** start of Extracted material **

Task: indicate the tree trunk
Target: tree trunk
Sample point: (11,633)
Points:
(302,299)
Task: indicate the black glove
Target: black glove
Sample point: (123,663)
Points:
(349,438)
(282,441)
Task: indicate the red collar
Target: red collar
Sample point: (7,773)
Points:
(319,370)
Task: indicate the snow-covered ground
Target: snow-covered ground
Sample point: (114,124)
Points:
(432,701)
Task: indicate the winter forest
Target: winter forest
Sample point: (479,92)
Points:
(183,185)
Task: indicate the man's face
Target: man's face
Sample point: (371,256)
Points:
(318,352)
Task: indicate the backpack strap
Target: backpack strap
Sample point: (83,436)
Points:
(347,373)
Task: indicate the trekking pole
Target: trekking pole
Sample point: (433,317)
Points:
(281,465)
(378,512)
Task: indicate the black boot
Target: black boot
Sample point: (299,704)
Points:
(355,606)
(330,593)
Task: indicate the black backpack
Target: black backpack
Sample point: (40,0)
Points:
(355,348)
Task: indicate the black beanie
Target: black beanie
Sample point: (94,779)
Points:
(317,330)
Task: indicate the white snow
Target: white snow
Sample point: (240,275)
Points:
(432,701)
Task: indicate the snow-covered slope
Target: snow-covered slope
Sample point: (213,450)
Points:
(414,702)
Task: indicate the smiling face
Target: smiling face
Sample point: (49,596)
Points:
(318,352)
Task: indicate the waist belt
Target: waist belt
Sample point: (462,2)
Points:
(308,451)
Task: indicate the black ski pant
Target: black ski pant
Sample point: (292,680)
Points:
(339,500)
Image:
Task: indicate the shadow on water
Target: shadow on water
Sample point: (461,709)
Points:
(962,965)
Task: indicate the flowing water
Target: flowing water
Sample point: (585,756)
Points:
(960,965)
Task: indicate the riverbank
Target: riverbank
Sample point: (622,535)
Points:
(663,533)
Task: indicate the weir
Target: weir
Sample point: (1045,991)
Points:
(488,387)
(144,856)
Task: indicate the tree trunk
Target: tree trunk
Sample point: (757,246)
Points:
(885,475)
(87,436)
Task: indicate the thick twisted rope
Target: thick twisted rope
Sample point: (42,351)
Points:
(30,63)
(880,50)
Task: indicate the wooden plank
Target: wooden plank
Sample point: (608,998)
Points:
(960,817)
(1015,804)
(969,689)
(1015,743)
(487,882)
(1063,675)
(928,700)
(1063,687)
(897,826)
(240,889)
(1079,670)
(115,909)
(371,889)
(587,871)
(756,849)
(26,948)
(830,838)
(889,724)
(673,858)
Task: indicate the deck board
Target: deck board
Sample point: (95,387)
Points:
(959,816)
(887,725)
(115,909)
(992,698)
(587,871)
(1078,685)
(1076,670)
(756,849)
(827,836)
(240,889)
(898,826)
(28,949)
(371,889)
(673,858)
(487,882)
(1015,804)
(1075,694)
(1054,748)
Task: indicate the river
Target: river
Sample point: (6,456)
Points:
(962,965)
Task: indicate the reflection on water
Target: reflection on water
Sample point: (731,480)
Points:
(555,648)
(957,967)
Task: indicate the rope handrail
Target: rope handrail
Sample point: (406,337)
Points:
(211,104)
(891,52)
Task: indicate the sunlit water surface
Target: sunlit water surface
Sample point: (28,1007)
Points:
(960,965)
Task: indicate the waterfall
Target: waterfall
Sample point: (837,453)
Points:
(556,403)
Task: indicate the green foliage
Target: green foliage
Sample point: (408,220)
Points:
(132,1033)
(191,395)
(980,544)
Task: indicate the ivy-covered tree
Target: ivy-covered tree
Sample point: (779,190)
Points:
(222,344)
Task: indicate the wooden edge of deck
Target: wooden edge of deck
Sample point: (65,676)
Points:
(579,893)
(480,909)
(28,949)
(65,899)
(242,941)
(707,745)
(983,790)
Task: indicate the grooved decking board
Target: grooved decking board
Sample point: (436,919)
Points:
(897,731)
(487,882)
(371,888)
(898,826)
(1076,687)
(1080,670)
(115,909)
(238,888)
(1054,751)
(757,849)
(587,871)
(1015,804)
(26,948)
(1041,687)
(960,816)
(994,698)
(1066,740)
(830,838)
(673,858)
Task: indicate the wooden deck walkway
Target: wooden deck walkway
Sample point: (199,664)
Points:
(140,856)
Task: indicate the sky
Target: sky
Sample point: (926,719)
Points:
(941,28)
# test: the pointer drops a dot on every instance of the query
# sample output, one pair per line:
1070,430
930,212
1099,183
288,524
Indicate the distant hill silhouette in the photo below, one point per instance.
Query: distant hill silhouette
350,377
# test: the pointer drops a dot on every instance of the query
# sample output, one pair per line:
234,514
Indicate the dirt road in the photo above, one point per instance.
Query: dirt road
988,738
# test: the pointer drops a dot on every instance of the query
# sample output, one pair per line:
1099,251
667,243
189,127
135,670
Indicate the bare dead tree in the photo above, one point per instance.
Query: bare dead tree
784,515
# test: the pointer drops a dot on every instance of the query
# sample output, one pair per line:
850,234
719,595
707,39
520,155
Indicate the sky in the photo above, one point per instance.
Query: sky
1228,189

** end of Extracted material **

■ **Exercise description**
Please return all of the material above word for word, with every line unchanged and in its original order.

■ **The reply**
Task: indicate the tree trunk
Target: tree trunk
Sample point: (11,633)
Points:
(302,299)
Task: indicate the black glove
Target: black glove
Sample point: (123,663)
Points:
(349,438)
(282,441)
Task: indicate the red collar
Target: red collar
Sample point: (7,773)
Points:
(319,370)
Task: indicate the snow-covered ground
Target: snow-covered ground
Sample point: (114,124)
Points:
(432,701)
Task: indicate the winter forest
Target: winter forest
Sample point: (479,92)
Points:
(183,185)
Task: indicate the man's face
Target: man's face
Sample point: (371,256)
Points:
(318,352)
Task: indicate the backpack strap
Target: backpack strap
Sample point: (83,436)
Points:
(347,373)
Task: indicate the trekking pole
Target: trekking pole
Sample point: (433,317)
Points:
(281,465)
(378,512)
Task: indicate the black boot
Target: black boot
Sample point: (299,704)
Points:
(355,606)
(330,593)
Task: indicate the black backpack
Target: black backpack
Sample point: (40,0)
Points:
(355,348)
Task: indicate the black beanie
Target: black beanie
Sample point: (94,779)
Points:
(317,330)
Task: indicate the white snow
Target: white snow
Sample point: (240,275)
Points:
(432,701)
Task: indicate the snow-covered slope
Target: snow-covered slope
Sample point: (213,450)
Points:
(414,702)
Task: indicate the smiling face
Target: smiling face
Sample point: (49,596)
Points:
(318,352)
Task: indicate the waist belt
Target: waist belt
Sample point: (462,2)
Points:
(308,451)
Task: indicate the black ski pant
Target: black ski pant
Sample point: (292,680)
Points:
(339,500)
Image:
Task: indicate the shadow on water
Target: shadow on water
Sample point: (461,709)
Points:
(962,965)
Task: indicate the flowing water
Target: flowing water
Sample point: (585,756)
Points:
(960,965)
Task: indicate the riverbank
Target: riverbank
Sample point: (622,535)
Points:
(663,533)
Task: indicate the weir
Target: weir
Sample point: (1045,991)
Points:
(488,387)
(144,856)
Task: indicate the tree trunk
Target: tree trunk
Sample point: (757,246)
Points:
(885,475)
(87,436)
Task: indicate the thick twisted rope
Target: thick twisted rope
Sample point: (42,351)
Points:
(30,63)
(880,50)
Task: indicate the wooden plank
Target: wooden plank
Sample point: (608,998)
Points:
(960,817)
(1015,804)
(969,689)
(1015,743)
(487,882)
(1063,675)
(928,700)
(1063,687)
(897,826)
(240,889)
(1079,670)
(115,909)
(371,889)
(587,871)
(756,849)
(26,948)
(830,838)
(889,724)
(673,858)
Task: indicate the deck board
Target: deck board
Sample point: (95,387)
Points:
(959,816)
(887,725)
(115,909)
(992,698)
(587,871)
(1078,685)
(1076,670)
(756,849)
(827,836)
(240,889)
(898,826)
(28,949)
(371,889)
(673,858)
(487,882)
(1015,804)
(1075,694)
(1054,748)
Task: indicate the river
Target: river
Sample point: (6,456)
Points:
(962,965)
Task: indicate the reflection on water
Target: reflection on water
Sample point: (731,480)
Points:
(555,648)
(957,967)
Task: indicate the rope handrail
Target: rope handrail
Sample point: (406,337)
Points:
(211,104)
(891,52)
Task: indicate the sunlit water surface
Target: sunlit water surface
Sample point: (28,1007)
Points:
(960,965)
Task: indicate the waterfall
Target: waterfall
Sample point: (837,453)
Points:
(556,403)
Task: indicate the green foliage
Target: green foliage
Sample point: (408,220)
Points:
(132,1033)
(191,395)
(980,544)
Task: indicate the ivy-covered tree
Target: ivy-covered tree
Sample point: (779,190)
Points:
(222,344)
Task: indicate the wooden edge of deck
Target: wooden edge of deck
Sample point: (65,676)
Points:
(579,893)
(480,909)
(28,949)
(65,899)
(242,941)
(707,745)
(983,790)
Task: indicate the grooved decking board
Target: grooved decking board
Sample point: (436,919)
Points:
(897,731)
(487,882)
(371,888)
(898,826)
(1076,687)
(1080,670)
(115,909)
(238,888)
(1054,751)
(757,849)
(587,871)
(1015,804)
(26,948)
(1041,687)
(960,816)
(994,698)
(1066,740)
(830,838)
(673,858)
Task: indicate the wooden deck walkway
Target: wooden deck walkway
Sample point: (199,664)
Points:
(140,856)
Task: indicate the sky
Target: sky
Sample point: (926,719)
Points:
(941,28)
# test: the pointer drops a dot on every instance of the query
# sample output, one pair per line:
1070,430
930,212
1099,183
288,524
Indicate the distant hill silhouette in the photo below, one point per instance.
Query: distant hill silhouette
350,377
# test: the pointer drops a dot on every instance of the query
# sample output, one pair per line:
234,514
Indicate the dirt road in the photo above, one point per instance.
Query: dirt road
988,738
# test: the pointer drops a dot on every instance of the query
# sample output, one pair per line:
1099,251
667,243
189,127
135,670
Indicate the bare dead tree in the photo above, one point per instance.
Query: bare dead tree
784,515
# test: the pointer drops a dot on every instance of the query
# sample output, one pair per line:
850,234
719,595
707,39
520,155
Indicate the sky in the photo above, one point per instance.
Query: sky
1228,189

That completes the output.